> **Rows**
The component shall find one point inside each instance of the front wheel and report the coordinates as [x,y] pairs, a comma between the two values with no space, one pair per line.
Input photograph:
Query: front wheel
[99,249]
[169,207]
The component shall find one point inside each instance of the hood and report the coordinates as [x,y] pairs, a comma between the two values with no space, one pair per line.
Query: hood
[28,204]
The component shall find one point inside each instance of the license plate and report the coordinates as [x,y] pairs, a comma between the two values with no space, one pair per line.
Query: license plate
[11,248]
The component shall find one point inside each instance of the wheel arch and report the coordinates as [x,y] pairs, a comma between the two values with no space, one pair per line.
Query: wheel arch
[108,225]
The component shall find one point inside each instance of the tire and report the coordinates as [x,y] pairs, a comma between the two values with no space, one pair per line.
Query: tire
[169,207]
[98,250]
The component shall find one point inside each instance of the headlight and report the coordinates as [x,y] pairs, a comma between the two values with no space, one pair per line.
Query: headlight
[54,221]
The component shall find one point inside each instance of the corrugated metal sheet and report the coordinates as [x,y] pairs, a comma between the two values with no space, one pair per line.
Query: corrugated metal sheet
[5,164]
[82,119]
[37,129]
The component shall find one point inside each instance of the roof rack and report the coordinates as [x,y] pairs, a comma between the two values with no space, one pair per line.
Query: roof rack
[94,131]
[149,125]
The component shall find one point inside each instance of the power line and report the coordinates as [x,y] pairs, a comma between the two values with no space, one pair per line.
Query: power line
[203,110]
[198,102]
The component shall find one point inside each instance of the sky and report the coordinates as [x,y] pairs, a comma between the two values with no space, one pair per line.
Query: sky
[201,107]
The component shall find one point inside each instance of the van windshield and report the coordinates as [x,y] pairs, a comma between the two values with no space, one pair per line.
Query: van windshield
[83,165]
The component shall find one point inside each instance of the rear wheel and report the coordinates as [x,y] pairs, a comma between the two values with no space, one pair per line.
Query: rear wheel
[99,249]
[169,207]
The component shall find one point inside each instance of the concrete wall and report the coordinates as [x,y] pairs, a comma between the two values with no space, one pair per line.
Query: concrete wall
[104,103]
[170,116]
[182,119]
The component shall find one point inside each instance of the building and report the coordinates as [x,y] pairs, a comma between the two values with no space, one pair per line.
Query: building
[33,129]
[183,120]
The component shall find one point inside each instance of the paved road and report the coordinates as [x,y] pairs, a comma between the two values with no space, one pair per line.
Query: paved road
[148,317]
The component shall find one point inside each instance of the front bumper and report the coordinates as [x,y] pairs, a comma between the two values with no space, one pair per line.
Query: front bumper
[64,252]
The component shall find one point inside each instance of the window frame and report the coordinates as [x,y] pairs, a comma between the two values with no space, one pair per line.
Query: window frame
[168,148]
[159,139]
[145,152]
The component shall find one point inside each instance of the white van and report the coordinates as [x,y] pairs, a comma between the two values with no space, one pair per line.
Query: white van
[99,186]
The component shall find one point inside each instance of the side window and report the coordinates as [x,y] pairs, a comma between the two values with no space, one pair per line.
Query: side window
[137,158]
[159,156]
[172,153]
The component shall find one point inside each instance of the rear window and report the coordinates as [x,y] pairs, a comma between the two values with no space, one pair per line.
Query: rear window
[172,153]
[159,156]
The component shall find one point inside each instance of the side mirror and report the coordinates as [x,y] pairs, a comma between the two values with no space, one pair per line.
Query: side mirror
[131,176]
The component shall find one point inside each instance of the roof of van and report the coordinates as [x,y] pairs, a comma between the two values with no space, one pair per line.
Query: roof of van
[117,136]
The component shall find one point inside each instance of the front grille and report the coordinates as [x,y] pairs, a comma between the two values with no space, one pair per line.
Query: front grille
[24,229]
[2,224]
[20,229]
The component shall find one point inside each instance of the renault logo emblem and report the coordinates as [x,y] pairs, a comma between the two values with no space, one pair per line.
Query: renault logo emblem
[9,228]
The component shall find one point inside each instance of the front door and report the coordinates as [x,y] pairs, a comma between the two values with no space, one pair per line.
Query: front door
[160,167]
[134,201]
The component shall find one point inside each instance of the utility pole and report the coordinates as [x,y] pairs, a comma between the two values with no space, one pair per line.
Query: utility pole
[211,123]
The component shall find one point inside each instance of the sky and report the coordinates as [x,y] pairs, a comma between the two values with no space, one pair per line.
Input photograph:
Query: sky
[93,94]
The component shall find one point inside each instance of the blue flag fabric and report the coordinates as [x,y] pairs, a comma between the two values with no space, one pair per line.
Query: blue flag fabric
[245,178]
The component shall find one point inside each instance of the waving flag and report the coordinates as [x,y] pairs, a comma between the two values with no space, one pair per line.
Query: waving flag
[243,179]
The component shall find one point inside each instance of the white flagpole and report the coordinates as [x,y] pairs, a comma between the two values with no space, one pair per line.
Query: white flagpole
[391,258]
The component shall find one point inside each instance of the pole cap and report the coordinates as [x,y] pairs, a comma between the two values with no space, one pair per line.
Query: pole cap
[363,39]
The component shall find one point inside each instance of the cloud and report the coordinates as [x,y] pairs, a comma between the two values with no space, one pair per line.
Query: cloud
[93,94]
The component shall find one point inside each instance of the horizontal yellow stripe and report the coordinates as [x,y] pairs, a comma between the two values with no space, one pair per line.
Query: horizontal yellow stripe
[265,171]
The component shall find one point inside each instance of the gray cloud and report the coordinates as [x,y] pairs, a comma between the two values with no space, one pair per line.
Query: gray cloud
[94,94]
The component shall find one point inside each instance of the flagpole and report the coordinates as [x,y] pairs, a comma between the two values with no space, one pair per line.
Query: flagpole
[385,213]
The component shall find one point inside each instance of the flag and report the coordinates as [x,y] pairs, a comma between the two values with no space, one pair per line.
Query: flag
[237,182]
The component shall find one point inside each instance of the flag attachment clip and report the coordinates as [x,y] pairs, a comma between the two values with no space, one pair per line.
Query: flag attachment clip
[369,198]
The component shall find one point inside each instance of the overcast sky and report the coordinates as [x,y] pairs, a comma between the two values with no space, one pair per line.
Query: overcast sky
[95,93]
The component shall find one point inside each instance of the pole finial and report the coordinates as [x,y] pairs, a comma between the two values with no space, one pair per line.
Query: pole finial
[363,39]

---

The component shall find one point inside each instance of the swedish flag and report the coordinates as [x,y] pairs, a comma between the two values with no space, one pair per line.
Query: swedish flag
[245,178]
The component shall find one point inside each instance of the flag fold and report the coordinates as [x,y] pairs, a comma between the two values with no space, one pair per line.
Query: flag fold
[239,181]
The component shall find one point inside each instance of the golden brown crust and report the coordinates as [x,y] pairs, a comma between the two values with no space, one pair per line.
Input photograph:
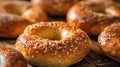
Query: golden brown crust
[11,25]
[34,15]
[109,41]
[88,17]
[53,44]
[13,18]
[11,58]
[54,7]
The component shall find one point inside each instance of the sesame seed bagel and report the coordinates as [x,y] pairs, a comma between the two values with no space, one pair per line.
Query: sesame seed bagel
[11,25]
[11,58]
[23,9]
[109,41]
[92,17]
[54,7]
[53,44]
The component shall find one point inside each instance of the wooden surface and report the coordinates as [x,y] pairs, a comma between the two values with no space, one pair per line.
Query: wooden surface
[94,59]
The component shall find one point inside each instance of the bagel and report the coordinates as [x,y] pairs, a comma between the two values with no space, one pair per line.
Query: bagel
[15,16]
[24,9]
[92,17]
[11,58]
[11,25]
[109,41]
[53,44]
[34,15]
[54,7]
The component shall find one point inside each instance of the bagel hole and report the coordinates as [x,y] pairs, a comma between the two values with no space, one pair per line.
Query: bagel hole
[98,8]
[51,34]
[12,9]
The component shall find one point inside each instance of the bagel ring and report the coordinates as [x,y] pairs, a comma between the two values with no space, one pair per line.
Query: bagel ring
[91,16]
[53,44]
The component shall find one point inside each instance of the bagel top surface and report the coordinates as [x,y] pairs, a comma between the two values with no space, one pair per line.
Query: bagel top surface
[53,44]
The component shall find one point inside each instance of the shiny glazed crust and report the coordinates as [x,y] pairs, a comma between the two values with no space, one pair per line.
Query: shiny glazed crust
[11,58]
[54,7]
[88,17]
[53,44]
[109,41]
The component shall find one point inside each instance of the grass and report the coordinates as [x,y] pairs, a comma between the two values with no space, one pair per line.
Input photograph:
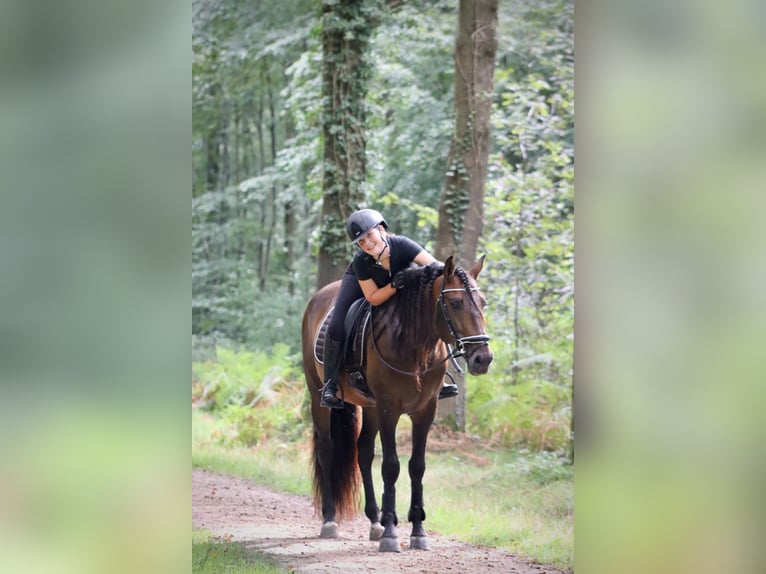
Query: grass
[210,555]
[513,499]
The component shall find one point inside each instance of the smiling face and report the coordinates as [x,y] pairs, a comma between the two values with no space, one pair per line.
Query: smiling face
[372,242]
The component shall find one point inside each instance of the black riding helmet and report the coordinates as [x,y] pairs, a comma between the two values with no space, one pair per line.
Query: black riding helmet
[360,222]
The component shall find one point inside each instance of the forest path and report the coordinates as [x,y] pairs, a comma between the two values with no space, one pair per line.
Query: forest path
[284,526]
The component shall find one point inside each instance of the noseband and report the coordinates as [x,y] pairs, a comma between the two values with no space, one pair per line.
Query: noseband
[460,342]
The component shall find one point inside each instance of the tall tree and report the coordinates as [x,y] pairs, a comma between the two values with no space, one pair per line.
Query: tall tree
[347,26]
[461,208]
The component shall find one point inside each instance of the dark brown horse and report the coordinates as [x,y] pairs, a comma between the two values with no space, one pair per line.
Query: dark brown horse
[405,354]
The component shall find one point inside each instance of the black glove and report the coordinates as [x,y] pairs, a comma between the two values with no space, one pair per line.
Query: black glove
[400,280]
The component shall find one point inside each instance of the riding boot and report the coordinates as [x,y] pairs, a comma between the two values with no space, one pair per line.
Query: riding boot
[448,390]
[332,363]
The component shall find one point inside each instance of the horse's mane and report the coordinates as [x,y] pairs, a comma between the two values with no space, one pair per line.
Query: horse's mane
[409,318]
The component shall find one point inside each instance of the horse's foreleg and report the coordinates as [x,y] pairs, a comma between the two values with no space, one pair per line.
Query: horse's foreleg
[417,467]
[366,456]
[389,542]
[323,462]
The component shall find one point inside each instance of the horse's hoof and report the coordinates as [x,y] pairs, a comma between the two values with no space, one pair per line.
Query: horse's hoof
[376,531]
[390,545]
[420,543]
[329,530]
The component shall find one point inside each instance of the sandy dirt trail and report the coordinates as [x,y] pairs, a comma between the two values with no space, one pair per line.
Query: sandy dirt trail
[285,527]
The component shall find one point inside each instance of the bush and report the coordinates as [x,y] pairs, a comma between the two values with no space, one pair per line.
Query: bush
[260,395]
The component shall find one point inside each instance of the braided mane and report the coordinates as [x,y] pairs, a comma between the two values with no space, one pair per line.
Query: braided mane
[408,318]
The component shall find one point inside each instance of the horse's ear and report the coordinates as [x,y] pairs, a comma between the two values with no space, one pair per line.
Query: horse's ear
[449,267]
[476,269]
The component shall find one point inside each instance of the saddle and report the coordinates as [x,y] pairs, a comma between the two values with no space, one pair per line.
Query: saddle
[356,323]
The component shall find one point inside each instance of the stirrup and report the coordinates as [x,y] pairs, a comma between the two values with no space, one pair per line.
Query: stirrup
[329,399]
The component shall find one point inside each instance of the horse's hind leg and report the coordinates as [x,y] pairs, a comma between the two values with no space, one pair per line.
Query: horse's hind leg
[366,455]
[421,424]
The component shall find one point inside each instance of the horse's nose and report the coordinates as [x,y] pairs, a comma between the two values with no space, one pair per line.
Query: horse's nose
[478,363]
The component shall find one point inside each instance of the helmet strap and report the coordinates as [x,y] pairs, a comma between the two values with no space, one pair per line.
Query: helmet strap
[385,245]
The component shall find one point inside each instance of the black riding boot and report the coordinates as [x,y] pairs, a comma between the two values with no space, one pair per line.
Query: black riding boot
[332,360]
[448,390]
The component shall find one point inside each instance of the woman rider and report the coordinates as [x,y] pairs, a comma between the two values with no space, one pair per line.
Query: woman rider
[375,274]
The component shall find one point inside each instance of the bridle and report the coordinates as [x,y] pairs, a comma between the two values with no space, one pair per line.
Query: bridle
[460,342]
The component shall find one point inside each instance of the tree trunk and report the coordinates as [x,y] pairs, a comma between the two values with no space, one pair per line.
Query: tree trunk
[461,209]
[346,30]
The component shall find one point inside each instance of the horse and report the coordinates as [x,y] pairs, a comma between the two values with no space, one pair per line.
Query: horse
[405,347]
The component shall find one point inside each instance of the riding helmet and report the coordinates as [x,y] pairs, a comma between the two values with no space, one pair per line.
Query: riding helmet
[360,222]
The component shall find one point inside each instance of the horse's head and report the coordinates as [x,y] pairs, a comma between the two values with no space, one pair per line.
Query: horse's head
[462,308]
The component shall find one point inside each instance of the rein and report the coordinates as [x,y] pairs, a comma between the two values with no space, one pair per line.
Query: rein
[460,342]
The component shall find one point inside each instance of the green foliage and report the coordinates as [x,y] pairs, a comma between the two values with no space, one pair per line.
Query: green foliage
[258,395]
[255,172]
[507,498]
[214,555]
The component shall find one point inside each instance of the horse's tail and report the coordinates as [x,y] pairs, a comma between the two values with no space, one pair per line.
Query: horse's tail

> **Work to complete**
Please count the lines above that contain the word "door", treating uppercase and lowercase as different, and give only the number.

> **Answer to the task**
2